**DIRECTIONS**
Turn the data from the line containing "Double-check task: an earlier pass labeled this image for club" through the line containing "[182,121,201,145]", both included, into a numbered list, skipping any blank lines.
====== DATA LISTING ======
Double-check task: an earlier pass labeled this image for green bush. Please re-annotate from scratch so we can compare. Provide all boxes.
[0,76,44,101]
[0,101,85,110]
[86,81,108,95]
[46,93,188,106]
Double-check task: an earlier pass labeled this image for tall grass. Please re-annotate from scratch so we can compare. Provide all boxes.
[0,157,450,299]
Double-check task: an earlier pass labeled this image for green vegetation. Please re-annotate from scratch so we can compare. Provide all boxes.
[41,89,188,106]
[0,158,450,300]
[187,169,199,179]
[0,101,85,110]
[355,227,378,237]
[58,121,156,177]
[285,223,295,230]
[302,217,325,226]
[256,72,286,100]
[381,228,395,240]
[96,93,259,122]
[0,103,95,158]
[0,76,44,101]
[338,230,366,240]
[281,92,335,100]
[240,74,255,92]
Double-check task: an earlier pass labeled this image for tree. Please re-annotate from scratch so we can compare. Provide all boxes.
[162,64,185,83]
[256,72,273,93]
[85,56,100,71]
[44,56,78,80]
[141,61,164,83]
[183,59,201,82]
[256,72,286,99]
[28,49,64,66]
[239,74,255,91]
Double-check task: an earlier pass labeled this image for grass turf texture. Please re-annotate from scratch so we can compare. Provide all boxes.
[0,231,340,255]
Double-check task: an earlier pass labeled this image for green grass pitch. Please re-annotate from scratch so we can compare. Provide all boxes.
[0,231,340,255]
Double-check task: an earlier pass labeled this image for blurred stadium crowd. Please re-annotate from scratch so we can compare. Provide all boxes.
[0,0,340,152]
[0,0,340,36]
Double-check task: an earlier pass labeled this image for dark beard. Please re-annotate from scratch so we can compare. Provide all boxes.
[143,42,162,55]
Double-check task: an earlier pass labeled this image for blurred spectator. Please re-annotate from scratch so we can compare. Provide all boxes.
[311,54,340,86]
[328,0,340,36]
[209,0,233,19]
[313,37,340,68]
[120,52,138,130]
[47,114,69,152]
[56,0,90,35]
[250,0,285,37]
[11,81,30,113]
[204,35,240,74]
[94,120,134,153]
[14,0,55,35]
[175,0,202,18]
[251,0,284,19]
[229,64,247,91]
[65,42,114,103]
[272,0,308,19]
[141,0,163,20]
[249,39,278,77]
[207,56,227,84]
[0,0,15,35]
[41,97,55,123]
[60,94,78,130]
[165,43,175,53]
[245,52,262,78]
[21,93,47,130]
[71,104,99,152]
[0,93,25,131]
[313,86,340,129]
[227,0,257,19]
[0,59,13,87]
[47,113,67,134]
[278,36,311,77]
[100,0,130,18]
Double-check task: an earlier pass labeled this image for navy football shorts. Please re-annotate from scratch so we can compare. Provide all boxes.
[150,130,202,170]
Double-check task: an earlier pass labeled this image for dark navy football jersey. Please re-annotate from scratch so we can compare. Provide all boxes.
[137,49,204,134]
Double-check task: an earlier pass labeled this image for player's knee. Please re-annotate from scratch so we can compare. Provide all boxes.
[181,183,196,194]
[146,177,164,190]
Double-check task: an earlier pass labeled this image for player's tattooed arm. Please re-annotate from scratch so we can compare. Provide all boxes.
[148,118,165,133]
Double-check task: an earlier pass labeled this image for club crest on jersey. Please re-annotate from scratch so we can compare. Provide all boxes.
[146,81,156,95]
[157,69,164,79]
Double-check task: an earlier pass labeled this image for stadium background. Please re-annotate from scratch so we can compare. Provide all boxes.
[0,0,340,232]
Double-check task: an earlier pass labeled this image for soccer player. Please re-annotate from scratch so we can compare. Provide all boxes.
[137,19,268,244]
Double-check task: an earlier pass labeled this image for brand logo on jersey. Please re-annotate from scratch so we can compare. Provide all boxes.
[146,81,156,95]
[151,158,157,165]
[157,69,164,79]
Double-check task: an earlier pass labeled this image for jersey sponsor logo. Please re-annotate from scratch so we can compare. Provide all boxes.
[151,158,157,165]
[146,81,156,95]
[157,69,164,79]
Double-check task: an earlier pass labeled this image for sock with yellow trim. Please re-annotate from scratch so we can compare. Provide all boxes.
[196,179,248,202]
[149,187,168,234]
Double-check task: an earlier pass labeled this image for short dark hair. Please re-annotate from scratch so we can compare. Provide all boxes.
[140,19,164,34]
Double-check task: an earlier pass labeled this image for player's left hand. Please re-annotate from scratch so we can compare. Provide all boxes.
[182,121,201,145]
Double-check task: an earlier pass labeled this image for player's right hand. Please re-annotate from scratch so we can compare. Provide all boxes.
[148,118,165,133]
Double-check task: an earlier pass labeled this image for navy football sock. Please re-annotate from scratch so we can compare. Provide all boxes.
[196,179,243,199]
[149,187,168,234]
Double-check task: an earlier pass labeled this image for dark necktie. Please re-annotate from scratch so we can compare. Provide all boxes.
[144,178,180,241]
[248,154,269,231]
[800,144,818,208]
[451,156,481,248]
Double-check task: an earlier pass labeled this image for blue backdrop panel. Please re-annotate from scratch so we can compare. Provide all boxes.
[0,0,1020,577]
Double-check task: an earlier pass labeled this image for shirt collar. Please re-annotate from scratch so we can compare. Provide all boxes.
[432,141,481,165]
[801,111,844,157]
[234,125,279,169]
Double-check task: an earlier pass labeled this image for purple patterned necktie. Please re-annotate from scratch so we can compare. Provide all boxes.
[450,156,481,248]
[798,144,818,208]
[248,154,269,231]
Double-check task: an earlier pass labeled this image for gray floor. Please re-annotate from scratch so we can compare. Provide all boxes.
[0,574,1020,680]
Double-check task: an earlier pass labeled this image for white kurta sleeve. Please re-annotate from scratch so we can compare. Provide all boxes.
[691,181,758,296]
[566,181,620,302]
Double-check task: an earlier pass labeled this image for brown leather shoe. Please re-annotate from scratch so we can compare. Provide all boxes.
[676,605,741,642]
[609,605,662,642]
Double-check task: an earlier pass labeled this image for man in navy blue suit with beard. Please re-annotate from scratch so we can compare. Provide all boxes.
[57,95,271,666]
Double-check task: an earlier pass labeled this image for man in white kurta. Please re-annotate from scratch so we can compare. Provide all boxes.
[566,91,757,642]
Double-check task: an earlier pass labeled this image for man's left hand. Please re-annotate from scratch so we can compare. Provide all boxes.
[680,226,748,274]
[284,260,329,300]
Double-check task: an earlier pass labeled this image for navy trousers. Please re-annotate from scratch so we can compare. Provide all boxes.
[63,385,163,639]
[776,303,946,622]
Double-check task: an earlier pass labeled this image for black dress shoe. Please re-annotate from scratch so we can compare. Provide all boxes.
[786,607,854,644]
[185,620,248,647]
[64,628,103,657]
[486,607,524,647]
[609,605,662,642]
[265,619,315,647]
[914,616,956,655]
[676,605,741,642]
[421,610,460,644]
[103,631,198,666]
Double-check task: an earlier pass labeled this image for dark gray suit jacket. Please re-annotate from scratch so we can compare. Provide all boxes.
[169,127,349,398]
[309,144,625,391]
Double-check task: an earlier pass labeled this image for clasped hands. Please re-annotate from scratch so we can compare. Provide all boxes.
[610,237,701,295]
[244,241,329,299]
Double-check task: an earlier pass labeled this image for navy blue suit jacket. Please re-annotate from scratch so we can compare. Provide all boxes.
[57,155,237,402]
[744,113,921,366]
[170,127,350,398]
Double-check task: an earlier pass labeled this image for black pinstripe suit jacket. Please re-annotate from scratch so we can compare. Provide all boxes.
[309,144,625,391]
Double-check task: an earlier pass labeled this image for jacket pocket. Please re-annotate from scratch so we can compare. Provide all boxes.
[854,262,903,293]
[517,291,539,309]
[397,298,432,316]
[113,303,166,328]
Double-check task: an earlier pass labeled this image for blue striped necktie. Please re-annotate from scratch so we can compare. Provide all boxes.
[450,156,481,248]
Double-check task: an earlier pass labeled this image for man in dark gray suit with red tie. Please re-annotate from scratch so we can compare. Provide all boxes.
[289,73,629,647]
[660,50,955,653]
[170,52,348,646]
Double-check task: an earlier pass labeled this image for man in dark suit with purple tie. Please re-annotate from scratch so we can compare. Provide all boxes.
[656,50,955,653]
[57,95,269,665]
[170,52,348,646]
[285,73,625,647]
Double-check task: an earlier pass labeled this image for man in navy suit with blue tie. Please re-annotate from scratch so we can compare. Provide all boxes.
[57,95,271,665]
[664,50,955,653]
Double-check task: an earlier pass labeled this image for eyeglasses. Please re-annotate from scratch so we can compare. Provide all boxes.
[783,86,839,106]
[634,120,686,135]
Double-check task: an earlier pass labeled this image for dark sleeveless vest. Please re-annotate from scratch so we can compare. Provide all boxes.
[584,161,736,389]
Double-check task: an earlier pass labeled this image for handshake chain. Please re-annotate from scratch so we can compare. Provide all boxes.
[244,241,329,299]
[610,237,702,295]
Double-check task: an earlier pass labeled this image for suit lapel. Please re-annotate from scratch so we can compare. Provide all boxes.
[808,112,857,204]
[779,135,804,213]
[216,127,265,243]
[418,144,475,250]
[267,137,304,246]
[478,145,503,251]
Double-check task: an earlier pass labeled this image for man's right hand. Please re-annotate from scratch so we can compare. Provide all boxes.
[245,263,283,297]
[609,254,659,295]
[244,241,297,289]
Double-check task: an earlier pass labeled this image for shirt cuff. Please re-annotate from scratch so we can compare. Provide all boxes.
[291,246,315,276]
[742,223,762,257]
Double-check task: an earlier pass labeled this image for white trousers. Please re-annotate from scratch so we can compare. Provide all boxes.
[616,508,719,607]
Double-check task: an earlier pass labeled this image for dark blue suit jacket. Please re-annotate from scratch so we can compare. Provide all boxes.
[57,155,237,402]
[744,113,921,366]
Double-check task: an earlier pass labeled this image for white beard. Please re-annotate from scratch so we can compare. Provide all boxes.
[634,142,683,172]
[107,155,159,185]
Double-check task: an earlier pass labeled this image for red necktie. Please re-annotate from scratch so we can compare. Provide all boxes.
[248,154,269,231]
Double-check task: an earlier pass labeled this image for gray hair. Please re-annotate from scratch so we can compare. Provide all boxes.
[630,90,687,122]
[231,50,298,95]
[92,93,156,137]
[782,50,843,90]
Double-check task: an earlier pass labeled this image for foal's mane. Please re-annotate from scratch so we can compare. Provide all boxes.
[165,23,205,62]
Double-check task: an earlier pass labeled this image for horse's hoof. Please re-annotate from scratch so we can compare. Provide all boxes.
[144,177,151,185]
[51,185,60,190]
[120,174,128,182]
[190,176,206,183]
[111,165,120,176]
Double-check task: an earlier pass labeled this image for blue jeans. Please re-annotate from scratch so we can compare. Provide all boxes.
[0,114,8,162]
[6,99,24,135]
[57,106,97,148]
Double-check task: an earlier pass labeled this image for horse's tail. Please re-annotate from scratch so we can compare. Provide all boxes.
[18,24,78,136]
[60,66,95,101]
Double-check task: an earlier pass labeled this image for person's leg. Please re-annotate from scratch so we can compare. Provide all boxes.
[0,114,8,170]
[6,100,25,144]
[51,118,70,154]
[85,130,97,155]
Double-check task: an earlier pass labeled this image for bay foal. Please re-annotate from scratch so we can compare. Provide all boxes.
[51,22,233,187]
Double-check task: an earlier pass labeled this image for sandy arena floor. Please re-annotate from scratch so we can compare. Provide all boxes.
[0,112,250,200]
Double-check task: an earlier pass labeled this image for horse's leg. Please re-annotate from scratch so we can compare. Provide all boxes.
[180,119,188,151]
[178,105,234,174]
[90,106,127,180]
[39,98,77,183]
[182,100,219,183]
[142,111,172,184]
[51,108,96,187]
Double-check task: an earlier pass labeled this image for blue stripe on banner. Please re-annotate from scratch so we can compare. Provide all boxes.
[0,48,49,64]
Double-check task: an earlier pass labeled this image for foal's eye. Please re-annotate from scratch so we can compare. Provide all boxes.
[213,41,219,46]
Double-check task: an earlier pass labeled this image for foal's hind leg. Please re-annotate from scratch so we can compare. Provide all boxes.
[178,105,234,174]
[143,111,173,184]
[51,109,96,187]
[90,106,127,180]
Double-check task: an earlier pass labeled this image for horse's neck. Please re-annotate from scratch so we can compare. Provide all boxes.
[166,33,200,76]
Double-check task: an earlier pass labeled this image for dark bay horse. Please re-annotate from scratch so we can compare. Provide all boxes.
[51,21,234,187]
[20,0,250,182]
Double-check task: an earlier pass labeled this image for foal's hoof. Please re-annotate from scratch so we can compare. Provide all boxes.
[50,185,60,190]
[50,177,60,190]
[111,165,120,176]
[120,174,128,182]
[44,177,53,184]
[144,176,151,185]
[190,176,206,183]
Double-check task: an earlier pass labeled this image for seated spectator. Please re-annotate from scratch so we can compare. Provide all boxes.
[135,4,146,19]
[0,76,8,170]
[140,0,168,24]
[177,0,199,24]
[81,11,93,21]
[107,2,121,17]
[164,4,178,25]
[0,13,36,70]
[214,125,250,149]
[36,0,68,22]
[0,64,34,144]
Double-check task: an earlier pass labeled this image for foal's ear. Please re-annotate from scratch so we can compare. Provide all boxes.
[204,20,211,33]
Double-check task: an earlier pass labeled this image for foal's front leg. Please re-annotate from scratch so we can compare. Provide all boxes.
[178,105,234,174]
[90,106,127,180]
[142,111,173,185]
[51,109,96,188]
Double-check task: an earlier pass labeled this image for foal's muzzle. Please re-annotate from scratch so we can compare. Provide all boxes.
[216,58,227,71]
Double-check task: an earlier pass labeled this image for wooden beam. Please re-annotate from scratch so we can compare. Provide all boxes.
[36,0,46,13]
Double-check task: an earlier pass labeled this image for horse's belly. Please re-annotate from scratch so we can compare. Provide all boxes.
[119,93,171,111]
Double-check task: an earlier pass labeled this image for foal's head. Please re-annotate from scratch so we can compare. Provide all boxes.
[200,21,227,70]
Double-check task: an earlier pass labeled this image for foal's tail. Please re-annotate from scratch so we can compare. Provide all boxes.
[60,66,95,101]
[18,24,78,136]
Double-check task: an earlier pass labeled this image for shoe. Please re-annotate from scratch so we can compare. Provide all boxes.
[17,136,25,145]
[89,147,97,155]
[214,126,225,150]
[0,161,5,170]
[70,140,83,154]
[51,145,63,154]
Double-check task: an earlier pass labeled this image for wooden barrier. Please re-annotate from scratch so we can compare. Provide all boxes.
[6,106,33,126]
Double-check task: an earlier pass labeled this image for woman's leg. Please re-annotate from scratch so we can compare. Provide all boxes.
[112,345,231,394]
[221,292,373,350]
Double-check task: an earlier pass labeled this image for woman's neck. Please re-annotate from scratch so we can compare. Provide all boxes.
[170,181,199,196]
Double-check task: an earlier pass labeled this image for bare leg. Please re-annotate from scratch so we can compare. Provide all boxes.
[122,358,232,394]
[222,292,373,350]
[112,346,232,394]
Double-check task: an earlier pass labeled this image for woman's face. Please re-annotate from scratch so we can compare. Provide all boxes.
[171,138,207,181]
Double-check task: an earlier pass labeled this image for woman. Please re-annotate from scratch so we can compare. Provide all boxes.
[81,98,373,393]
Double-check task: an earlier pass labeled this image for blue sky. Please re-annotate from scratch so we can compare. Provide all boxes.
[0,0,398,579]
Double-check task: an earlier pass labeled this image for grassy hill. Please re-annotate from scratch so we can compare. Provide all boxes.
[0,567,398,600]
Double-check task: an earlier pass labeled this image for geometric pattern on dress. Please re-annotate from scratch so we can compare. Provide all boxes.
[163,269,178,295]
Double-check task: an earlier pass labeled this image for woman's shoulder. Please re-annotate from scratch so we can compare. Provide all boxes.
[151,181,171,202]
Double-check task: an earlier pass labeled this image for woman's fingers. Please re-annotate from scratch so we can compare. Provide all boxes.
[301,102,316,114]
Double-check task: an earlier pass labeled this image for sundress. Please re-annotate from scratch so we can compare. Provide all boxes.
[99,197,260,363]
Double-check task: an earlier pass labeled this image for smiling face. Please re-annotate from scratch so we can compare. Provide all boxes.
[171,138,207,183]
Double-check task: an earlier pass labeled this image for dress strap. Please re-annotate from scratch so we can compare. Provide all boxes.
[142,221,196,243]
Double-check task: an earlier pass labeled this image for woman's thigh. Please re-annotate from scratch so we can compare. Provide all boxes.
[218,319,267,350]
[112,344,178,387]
======
**RESULT**
1. Double-check task: an earlier pass labeled this image for club crest on jersey. Please re-annotate from scratch so we can compare. Provide all boxes.
2. [146,81,156,95]
3. [157,69,164,79]
4. Double-check task: an earlier pass labeled this image for stadium background. Please re-annotate from scratch so we can compare. Provide all boxes.
5. [0,0,340,232]
6. Double-check task: an earlier pass labeled this image for soccer player. Please re-annotate from scratch so we can compare. Provide all boxes.
7. [137,19,268,244]
8. Double-check task: an earlier pass labeled this image for brand logo on jersey. Please re-annotate from scratch so we can compare. Provide all boxes.
9. [146,81,156,95]
10. [151,158,157,165]
11. [157,69,164,79]
12. Double-check task: an earlier pass labeled this image for jersey sponsor logo. Please re-annotate from scratch so we can compare. Provide all boxes.
13. [151,158,157,165]
14. [146,81,156,95]
15. [157,69,164,79]
16. Double-check task: an earlier pass labeled this image for sock with yellow trim. Please re-annotate from scratch so we can compare. Provide all boxes.
17. [196,179,248,202]
18. [149,187,168,234]
19. Double-check task: an earlier pass labeled this image for short dark hair. Please re-annotate from scratch so we can compare. Provide all boxes.
20. [140,19,164,34]
21. Double-check task: an earlier pass labeled this image for player's left hand. Please re-annotate from scratch so we can compare. Provide all boxes.
22. [182,121,201,145]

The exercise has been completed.